YOUR TASK
Please gather every line in the items below that contains the word "green". Case counts.

TASK INPUT
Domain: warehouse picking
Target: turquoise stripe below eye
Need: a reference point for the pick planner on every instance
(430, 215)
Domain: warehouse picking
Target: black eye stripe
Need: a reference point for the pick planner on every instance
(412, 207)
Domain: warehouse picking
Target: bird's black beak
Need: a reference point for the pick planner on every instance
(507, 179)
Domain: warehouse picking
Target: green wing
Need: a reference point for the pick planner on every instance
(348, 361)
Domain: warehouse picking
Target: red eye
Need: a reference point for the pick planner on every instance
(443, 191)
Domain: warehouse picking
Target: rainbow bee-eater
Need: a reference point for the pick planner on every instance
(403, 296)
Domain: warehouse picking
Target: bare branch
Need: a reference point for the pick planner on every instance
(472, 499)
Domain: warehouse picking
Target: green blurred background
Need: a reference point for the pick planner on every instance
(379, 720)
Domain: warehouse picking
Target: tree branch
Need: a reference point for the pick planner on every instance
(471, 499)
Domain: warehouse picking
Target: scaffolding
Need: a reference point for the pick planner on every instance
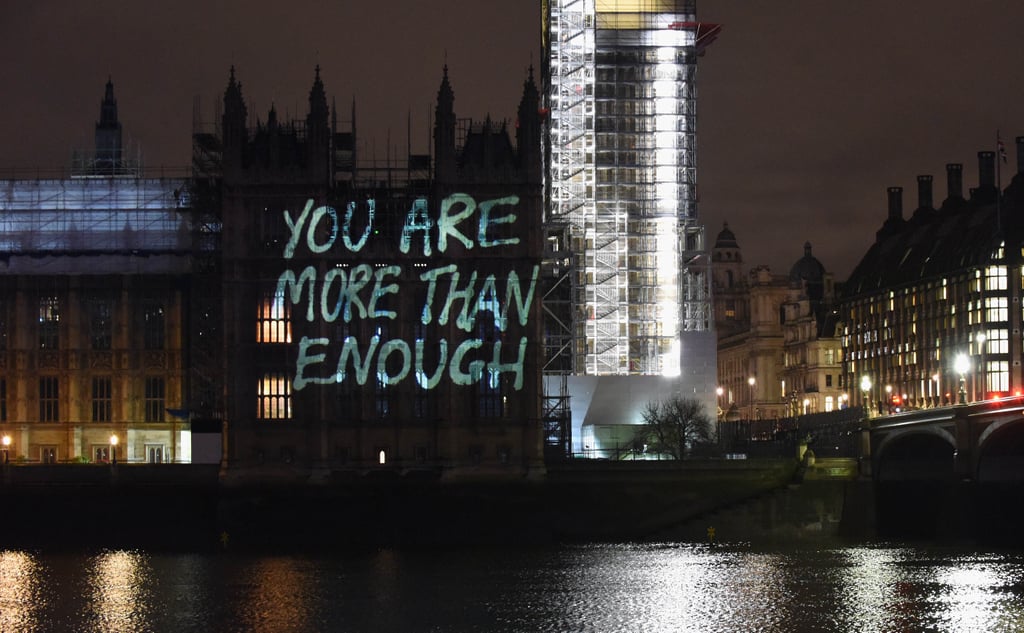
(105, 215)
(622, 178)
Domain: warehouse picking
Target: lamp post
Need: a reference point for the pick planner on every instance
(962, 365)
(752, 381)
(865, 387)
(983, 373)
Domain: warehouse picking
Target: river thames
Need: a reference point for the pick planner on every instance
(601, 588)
...
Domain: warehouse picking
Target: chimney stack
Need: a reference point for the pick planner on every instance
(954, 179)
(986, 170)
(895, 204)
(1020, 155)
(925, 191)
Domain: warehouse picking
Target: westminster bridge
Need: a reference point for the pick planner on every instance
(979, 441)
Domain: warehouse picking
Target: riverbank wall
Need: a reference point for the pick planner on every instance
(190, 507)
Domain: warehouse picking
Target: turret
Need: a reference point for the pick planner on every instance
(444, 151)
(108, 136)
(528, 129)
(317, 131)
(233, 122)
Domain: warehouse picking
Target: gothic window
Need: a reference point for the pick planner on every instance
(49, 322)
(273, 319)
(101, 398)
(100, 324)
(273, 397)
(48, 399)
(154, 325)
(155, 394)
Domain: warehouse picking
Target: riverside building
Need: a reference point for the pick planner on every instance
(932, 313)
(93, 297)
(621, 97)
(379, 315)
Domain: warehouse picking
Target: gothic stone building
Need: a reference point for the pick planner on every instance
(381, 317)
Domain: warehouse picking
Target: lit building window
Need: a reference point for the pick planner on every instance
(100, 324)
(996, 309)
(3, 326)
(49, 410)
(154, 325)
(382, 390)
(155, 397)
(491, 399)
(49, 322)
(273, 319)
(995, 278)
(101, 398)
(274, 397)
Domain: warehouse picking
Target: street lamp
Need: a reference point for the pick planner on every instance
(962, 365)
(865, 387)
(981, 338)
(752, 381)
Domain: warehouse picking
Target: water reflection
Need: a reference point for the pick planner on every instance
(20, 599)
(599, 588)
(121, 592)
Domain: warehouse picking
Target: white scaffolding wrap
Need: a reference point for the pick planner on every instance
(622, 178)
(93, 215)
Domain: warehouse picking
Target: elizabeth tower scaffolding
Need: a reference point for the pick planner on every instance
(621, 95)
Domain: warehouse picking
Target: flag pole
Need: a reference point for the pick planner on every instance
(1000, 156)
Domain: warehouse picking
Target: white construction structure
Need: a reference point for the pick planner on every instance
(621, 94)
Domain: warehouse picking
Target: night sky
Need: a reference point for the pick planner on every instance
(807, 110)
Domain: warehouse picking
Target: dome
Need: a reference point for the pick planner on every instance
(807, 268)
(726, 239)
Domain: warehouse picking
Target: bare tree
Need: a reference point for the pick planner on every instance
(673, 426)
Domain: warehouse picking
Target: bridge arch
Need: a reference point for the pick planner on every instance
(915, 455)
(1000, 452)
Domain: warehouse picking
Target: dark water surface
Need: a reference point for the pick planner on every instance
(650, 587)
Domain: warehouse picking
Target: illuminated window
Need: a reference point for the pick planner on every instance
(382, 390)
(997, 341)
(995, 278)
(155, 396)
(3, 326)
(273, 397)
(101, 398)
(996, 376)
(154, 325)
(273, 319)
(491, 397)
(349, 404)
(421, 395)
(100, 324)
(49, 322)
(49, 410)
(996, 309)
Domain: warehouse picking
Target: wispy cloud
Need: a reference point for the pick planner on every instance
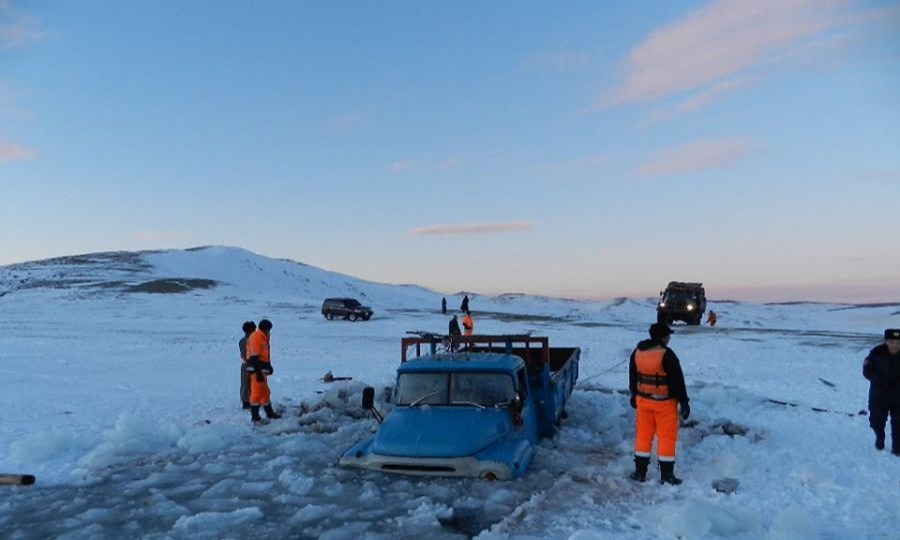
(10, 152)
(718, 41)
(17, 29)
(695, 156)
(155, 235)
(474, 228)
* * *
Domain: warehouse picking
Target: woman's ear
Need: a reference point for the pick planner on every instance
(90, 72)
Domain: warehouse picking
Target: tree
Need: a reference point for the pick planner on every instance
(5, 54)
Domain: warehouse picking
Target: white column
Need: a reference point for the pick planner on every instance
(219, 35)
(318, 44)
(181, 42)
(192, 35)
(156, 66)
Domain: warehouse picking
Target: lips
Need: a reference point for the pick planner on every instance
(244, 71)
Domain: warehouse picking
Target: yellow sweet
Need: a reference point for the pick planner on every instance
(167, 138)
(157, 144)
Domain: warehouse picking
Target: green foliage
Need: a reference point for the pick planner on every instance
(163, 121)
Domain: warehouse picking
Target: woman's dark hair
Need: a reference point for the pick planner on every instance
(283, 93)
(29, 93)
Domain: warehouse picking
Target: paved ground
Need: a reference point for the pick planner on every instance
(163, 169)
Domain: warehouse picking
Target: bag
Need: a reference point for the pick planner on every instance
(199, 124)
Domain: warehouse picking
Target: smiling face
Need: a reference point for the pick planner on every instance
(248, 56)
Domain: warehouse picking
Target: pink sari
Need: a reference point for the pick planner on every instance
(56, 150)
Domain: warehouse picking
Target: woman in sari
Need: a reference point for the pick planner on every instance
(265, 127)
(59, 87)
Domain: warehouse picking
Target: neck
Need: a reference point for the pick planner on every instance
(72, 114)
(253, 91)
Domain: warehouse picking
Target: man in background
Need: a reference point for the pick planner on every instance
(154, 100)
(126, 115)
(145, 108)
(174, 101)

EXERCISE RESULT
Target: green wing
Target: green blurred background
Target: green foliage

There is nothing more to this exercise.